■ Aufgabe 1 ■
In welchem Jahr erschien laut der Rezension zu Greenblatts Buch über Adam und Eva Edward Gibbons „History of the Decline and Fall of the Roman Empire“?
■ Aufgabe 2 ■
Schreibe die Rezension zu Greenblatts Buch über Adam und Eva im Anschluss an ihren letzten Satz weiter.

■ Textauszug ■
┄┄┄┄┄┄┄┄┄┄┄┄┄┄┄┄┄┄┄┄

Neues Buch von Stephen Greenblatt: Hatte Adam einen Nabel?

Vom Mythos zum Dogma: Der Literaturwissenschaftler Stephen Greenblatt untersucht in seinem unterhaltsamen und lehrreichen neuen Buch die Schöpfungsgeschichte.

Edward Gibbons 1776 erschienene „History of the Decline and Fall of the Roman Empire“ erregte beim Klerus mehr als nur einen kleinen Skandal. Das Buch sei glänzend geschrieben, hieß es, aber ein Abfall vom Glauben. Scheinbar unparteiisch und stilistisch grandios werde es, der biblischen Schlange gleich, seine Leserinnen und Leser verführen. Es folgten eine „Battle of the Books“ voller Anklagen und Rechtfertigungen, ging es doch um nichts weniger als die Entstehung und Ausbreitung des Christentums: Gibbon hatte sich erlaubt, die frühen Christen von ihrem Märtyrersockel herunterzuholen.

Stephen Greenblatt stellt sich mit „The Rise and Fall of Adam and Eve“ in Gibbons Tradition. „Die Geschichte von Adam und Eva“, so der deutsche Titel, verfolgt den „mächtigsten Mythos der Menschheit“. Nicht die Ausbreitung des Christentums verfolgt der Literaturwissenschaftler Greenblatt, wie es Gibbon in den berüchtigten Kapiteln 15 und 16 seiner Geschichte des untergehenden römischen Reiches tut, sondern eine abenteuerliche Deutungsgeschichte, die „lange und verschlungene Entwicklung von einer archaischen Spekulation zum Glaubenssatz, vom Dogma zur buchstäblichen Wahrheit, von der buchstäblichen Wahrheit zum Realen, vom Realen zum Sterblichen, vom Sterblichen zum Unwahren“.

Wenn Greenblatt untersucht, wie ein Mythos entsteht und – gegen Widerstände – zum Dogma wird, wie genau in diesem Dogma der Keim zur Sprengung desselben liegt, und was nach der Explosion geschieht, dann geht es ihm um die Prägekraft von Erzählungen: persönlich, gesellschaftlich, moralisch. Dass er dabei selbst nicht ganz außerhalb der eigenen Geschichte steht, macht der Prolog deutlich, ein Sündenfall en miniature: Greenblatt, als Knabe ehrfürchtig hadernd, entschließt sich, am Ende doch von der verheißungsvollen Frucht zu kosten. Eines Tages blickt er am Ende des Sabbatgottesdienstes, während der Rabbi die Segenswünsche spricht, nach oben, in der Erwartung, Gott über den Köpfen der versammelten jüdischen Gemeinde schweben zu sehen. Was folgte? Nicht der prophezeite Tod, aber eine Art Vertreibung aus dem Paradies: Ernüchterung, Entzauberung, der fade Beigeschmack der Lüge.

Schlüsselmomente im Leben der Deuter

Lüge, Wahrheit und Dichtung bilden – spätestens seit Platons Verdikt, dass Dichter lügen – eine heikle Trias. Heikler noch war lange das religiöse Deutungsgeschäft. Greenblatt verfolgt die erbitterten Scharmützel um wörtliche und allegorische Auslegungen, die Gefechte um symbolische und realistische Darstellungen der biblischen Geschichte. Intensiv leuchtet er drei paradigmatische Einschnitte aus: die Entstehung der Schöpfungsgeschichte im babylonischen Exil oder danach, Augustinus’ einflussreiches Konzept der Ursünde und John Miltons epische Schilderung der paradiesischen Ehe. Was dabei an ästhetischen und hermeneutischen Programmen hineinspielt, berührt Greenblatt kaum.

┄┄┄┄┄┄┄┄┄┄┄┄┄┄┄┄┄┄┄┄

[Einträge des Datensatzes]

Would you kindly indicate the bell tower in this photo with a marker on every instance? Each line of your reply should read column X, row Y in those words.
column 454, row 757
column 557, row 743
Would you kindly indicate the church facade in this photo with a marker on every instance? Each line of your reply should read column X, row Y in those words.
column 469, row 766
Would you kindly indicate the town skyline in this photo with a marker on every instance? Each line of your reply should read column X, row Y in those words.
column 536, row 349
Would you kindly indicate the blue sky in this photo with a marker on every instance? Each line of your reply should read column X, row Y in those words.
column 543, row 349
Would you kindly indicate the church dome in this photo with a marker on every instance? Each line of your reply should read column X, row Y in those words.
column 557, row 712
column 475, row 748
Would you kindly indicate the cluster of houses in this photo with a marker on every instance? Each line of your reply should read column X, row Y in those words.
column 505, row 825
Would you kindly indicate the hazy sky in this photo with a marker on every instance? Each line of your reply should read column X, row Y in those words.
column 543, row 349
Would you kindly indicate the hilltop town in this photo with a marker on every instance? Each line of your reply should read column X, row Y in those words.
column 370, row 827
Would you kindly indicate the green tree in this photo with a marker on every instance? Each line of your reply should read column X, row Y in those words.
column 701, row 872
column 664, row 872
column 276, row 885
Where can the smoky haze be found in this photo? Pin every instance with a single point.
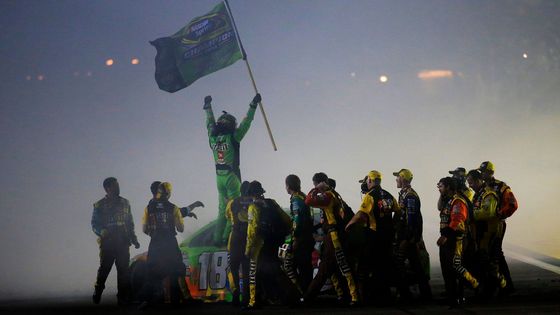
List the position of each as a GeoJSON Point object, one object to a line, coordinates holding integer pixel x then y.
{"type": "Point", "coordinates": [68, 121]}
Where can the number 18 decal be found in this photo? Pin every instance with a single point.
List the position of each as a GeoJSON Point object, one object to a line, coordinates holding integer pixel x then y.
{"type": "Point", "coordinates": [213, 270]}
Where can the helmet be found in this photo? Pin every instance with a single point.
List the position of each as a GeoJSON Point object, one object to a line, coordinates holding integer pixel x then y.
{"type": "Point", "coordinates": [486, 166]}
{"type": "Point", "coordinates": [255, 189]}
{"type": "Point", "coordinates": [164, 190]}
{"type": "Point", "coordinates": [404, 174]}
{"type": "Point", "coordinates": [373, 175]}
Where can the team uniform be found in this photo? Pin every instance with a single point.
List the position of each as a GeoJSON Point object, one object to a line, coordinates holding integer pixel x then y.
{"type": "Point", "coordinates": [333, 258]}
{"type": "Point", "coordinates": [453, 225]}
{"type": "Point", "coordinates": [225, 149]}
{"type": "Point", "coordinates": [268, 227]}
{"type": "Point", "coordinates": [297, 263]}
{"type": "Point", "coordinates": [237, 215]}
{"type": "Point", "coordinates": [379, 206]}
{"type": "Point", "coordinates": [409, 235]}
{"type": "Point", "coordinates": [499, 187]}
{"type": "Point", "coordinates": [489, 227]}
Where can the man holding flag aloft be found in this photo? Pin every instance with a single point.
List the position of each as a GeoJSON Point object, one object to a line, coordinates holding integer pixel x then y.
{"type": "Point", "coordinates": [225, 136]}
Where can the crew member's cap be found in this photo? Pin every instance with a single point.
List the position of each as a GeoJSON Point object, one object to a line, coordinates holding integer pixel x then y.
{"type": "Point", "coordinates": [373, 175]}
{"type": "Point", "coordinates": [459, 171]}
{"type": "Point", "coordinates": [255, 189]}
{"type": "Point", "coordinates": [486, 166]}
{"type": "Point", "coordinates": [405, 174]}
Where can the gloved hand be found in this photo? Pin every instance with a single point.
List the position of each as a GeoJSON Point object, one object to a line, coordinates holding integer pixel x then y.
{"type": "Point", "coordinates": [104, 233]}
{"type": "Point", "coordinates": [195, 205]}
{"type": "Point", "coordinates": [207, 102]}
{"type": "Point", "coordinates": [256, 100]}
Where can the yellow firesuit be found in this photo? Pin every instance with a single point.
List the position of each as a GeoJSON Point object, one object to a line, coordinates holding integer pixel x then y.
{"type": "Point", "coordinates": [256, 241]}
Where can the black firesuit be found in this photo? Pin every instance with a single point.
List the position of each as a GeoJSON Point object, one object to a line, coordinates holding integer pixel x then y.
{"type": "Point", "coordinates": [237, 216]}
{"type": "Point", "coordinates": [298, 264]}
{"type": "Point", "coordinates": [409, 237]}
{"type": "Point", "coordinates": [161, 221]}
{"type": "Point", "coordinates": [333, 259]}
{"type": "Point", "coordinates": [379, 206]}
{"type": "Point", "coordinates": [268, 227]}
{"type": "Point", "coordinates": [112, 222]}
{"type": "Point", "coordinates": [489, 228]}
{"type": "Point", "coordinates": [497, 186]}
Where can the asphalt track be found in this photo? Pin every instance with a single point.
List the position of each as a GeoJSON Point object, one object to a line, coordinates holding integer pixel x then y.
{"type": "Point", "coordinates": [537, 282]}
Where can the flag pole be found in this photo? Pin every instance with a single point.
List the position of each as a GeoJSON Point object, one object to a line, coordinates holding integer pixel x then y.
{"type": "Point", "coordinates": [251, 75]}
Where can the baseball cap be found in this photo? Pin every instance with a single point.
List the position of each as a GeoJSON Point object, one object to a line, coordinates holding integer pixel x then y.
{"type": "Point", "coordinates": [486, 166]}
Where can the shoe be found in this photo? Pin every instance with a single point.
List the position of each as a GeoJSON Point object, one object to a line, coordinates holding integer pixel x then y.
{"type": "Point", "coordinates": [144, 305]}
{"type": "Point", "coordinates": [97, 296]}
{"type": "Point", "coordinates": [122, 302]}
{"type": "Point", "coordinates": [235, 300]}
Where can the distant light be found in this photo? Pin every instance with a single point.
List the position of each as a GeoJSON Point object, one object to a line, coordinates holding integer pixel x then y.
{"type": "Point", "coordinates": [435, 74]}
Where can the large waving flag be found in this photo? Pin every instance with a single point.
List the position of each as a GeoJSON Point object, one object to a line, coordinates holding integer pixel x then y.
{"type": "Point", "coordinates": [205, 45]}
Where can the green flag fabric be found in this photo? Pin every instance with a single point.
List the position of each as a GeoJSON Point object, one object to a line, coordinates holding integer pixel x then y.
{"type": "Point", "coordinates": [205, 45]}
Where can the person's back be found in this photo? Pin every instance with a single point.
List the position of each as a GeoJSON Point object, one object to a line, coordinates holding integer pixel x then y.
{"type": "Point", "coordinates": [161, 221]}
{"type": "Point", "coordinates": [112, 222]}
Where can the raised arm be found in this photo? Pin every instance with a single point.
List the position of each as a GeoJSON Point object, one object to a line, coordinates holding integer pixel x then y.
{"type": "Point", "coordinates": [487, 208]}
{"type": "Point", "coordinates": [130, 226]}
{"type": "Point", "coordinates": [96, 224]}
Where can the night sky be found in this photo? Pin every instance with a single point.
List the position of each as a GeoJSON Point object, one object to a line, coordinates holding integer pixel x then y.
{"type": "Point", "coordinates": [67, 120]}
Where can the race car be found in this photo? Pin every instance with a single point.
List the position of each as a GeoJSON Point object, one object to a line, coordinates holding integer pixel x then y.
{"type": "Point", "coordinates": [206, 266]}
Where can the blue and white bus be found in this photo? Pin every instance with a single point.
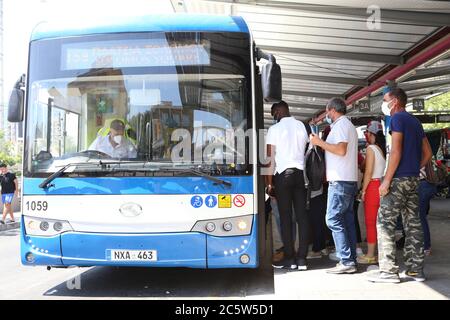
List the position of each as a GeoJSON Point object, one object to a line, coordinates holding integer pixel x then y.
{"type": "Point", "coordinates": [158, 75]}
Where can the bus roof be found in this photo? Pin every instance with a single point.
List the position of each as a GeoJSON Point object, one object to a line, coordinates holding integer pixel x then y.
{"type": "Point", "coordinates": [161, 23]}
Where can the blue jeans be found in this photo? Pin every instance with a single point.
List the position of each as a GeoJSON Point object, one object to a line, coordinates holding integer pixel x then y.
{"type": "Point", "coordinates": [340, 219]}
{"type": "Point", "coordinates": [426, 192]}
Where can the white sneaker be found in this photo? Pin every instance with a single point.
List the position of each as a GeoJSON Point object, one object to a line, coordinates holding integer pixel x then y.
{"type": "Point", "coordinates": [314, 255]}
{"type": "Point", "coordinates": [359, 252]}
{"type": "Point", "coordinates": [333, 256]}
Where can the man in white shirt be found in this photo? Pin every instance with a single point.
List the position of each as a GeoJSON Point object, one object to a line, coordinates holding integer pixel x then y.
{"type": "Point", "coordinates": [341, 156]}
{"type": "Point", "coordinates": [286, 143]}
{"type": "Point", "coordinates": [115, 144]}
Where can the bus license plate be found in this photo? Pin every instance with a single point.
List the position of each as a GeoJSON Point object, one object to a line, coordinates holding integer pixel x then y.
{"type": "Point", "coordinates": [133, 255]}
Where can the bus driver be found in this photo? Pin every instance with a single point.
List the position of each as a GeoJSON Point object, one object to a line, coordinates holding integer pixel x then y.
{"type": "Point", "coordinates": [115, 144]}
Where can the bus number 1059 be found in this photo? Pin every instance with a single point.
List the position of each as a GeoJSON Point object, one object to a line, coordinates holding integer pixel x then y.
{"type": "Point", "coordinates": [37, 205]}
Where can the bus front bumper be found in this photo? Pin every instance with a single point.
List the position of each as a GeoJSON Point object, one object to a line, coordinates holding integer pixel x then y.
{"type": "Point", "coordinates": [188, 249]}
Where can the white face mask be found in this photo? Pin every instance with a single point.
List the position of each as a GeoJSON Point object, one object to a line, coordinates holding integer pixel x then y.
{"type": "Point", "coordinates": [385, 107]}
{"type": "Point", "coordinates": [117, 139]}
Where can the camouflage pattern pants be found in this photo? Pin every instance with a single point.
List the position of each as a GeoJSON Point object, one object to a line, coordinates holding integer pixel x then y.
{"type": "Point", "coordinates": [402, 199]}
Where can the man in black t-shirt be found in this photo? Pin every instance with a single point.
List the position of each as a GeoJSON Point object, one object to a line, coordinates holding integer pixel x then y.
{"type": "Point", "coordinates": [8, 182]}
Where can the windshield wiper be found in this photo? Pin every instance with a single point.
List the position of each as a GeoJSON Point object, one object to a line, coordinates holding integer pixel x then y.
{"type": "Point", "coordinates": [201, 174]}
{"type": "Point", "coordinates": [46, 183]}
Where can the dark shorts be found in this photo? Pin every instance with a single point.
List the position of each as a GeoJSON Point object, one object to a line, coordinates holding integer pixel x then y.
{"type": "Point", "coordinates": [7, 197]}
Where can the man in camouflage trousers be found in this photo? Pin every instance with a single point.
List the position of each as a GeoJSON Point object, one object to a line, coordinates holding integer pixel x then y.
{"type": "Point", "coordinates": [399, 193]}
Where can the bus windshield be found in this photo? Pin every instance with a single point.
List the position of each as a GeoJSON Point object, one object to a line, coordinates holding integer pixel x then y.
{"type": "Point", "coordinates": [146, 97]}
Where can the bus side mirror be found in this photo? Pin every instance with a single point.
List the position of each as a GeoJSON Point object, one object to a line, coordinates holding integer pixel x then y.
{"type": "Point", "coordinates": [271, 80]}
{"type": "Point", "coordinates": [16, 101]}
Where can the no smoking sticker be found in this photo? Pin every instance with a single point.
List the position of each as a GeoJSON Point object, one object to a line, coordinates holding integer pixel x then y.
{"type": "Point", "coordinates": [224, 200]}
{"type": "Point", "coordinates": [239, 200]}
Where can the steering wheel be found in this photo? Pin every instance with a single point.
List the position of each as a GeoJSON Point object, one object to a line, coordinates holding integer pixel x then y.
{"type": "Point", "coordinates": [96, 153]}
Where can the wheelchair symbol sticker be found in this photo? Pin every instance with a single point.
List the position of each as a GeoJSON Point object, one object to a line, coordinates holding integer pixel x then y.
{"type": "Point", "coordinates": [210, 201]}
{"type": "Point", "coordinates": [196, 201]}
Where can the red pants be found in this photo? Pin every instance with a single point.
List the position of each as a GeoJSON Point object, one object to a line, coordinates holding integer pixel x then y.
{"type": "Point", "coordinates": [371, 206]}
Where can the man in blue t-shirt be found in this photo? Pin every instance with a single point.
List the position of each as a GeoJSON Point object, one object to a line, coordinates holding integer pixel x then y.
{"type": "Point", "coordinates": [410, 150]}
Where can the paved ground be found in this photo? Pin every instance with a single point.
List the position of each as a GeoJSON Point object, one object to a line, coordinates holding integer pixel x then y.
{"type": "Point", "coordinates": [20, 282]}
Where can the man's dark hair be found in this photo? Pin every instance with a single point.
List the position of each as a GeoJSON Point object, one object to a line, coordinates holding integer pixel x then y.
{"type": "Point", "coordinates": [400, 95]}
{"type": "Point", "coordinates": [337, 104]}
{"type": "Point", "coordinates": [279, 105]}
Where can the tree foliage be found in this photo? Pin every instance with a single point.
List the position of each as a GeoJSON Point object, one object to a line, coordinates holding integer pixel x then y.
{"type": "Point", "coordinates": [438, 103]}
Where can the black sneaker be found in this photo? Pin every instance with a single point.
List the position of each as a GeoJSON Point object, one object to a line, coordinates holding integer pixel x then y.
{"type": "Point", "coordinates": [301, 265]}
{"type": "Point", "coordinates": [342, 269]}
{"type": "Point", "coordinates": [279, 250]}
{"type": "Point", "coordinates": [414, 275]}
{"type": "Point", "coordinates": [285, 264]}
{"type": "Point", "coordinates": [384, 277]}
{"type": "Point", "coordinates": [400, 243]}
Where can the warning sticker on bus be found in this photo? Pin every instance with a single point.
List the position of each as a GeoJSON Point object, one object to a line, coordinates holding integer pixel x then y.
{"type": "Point", "coordinates": [224, 200]}
{"type": "Point", "coordinates": [239, 200]}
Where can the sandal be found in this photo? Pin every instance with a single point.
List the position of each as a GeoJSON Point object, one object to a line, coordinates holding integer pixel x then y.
{"type": "Point", "coordinates": [367, 260]}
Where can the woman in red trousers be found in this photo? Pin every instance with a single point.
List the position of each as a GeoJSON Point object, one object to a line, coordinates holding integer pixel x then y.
{"type": "Point", "coordinates": [374, 170]}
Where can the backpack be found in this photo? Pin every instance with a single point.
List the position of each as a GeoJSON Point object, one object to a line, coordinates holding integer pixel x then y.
{"type": "Point", "coordinates": [314, 169]}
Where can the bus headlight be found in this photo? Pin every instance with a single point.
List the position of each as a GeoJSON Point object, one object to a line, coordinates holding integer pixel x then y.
{"type": "Point", "coordinates": [243, 223]}
{"type": "Point", "coordinates": [45, 227]}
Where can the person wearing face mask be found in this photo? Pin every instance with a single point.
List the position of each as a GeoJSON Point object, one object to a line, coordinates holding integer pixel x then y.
{"type": "Point", "coordinates": [341, 157]}
{"type": "Point", "coordinates": [115, 144]}
{"type": "Point", "coordinates": [279, 253]}
{"type": "Point", "coordinates": [410, 150]}
{"type": "Point", "coordinates": [374, 168]}
{"type": "Point", "coordinates": [286, 144]}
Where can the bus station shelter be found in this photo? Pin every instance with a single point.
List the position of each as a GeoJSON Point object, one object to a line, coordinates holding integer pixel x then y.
{"type": "Point", "coordinates": [352, 49]}
{"type": "Point", "coordinates": [348, 49]}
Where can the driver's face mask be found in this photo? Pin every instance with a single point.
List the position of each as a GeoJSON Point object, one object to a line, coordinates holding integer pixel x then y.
{"type": "Point", "coordinates": [118, 139]}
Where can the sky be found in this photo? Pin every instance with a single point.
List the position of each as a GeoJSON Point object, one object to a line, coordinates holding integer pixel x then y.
{"type": "Point", "coordinates": [21, 16]}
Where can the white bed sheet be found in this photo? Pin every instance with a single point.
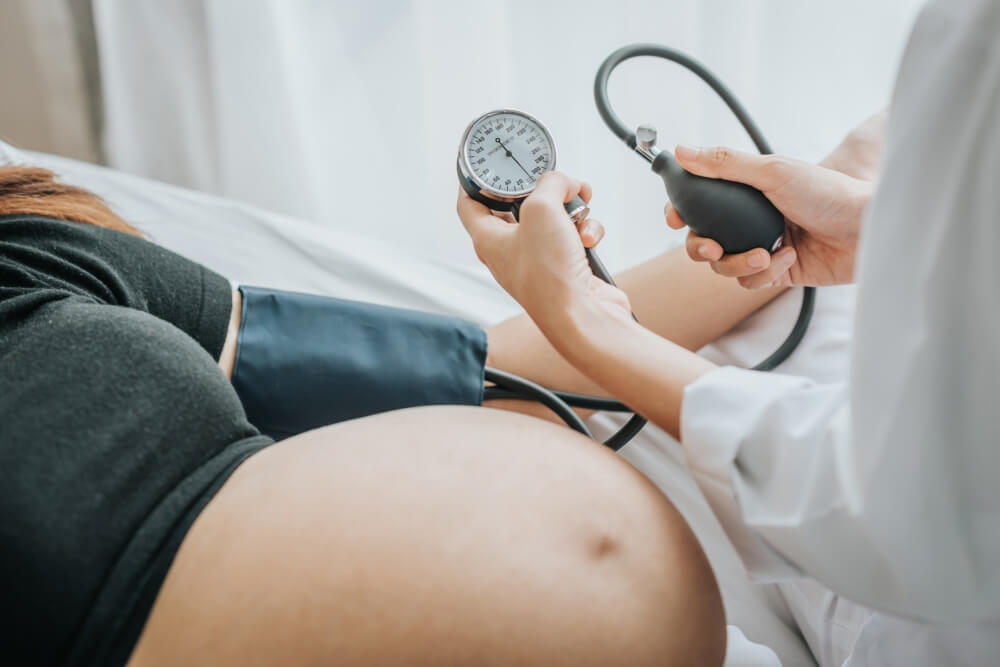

┄┄┄┄┄┄┄┄┄┄┄┄┄┄┄┄┄┄┄┄

■ Ergebnis 1 ■
Sie erschien 1776.

■ Ergebnis 2 ■
Der Literaturwissenschaftler Stephen Greenblatt.
Der Literaturwissenschaftler Stephen Greenblatt.

© Rose Lincoln / Randomhouse

Er identifiziert Schlüsselmomente im Leben der Deuter. Für die Entstehung der Priesterschrift ist es das babylonische Exil. Die Passagen liest er vor dem Hintergrund der mesopotamischen Schöpfungsmythen. Für Augustinus ist es ein frühes Erektionserlebnis in den Thermen von Thagaste, das in der Formulierung vom Dogma der Ursünde, der bösen sinnlichen Natur des Menschen, kulminiert. Für Milton sind es die unglücklichen Flitterwochen, an deren Ende seine Braut zu ihren Eltern flieht, die zu einer intensiven Auseinandersetzung mit der Natur der Ehe und dem Recht auf Scheidung führt und sich in „Paradise Lost“ in einer atemberaubend detaillierten Schilderung des Zusammenlebens des biblischen Paares niederschlägt.

Die Suche nach einer wörtlichen Auslegung, in Greenblatts Rekonstruktionen immer persönlich und moralisch motiviert, führt, so das Narrativ, vom Allegorischen zum Realistischen. Motor dieses Weges ist die schon Augustinus antreibende rastlose Bemühung um eine wörtliche, zugleich nicht naive Auslegung der biblischen Überlieferung. Paradigmatisch für den Umbruch, den Wendepunkt steht Miltons episches Gedicht, die „großartigste Dichtung in englischer Sprache“.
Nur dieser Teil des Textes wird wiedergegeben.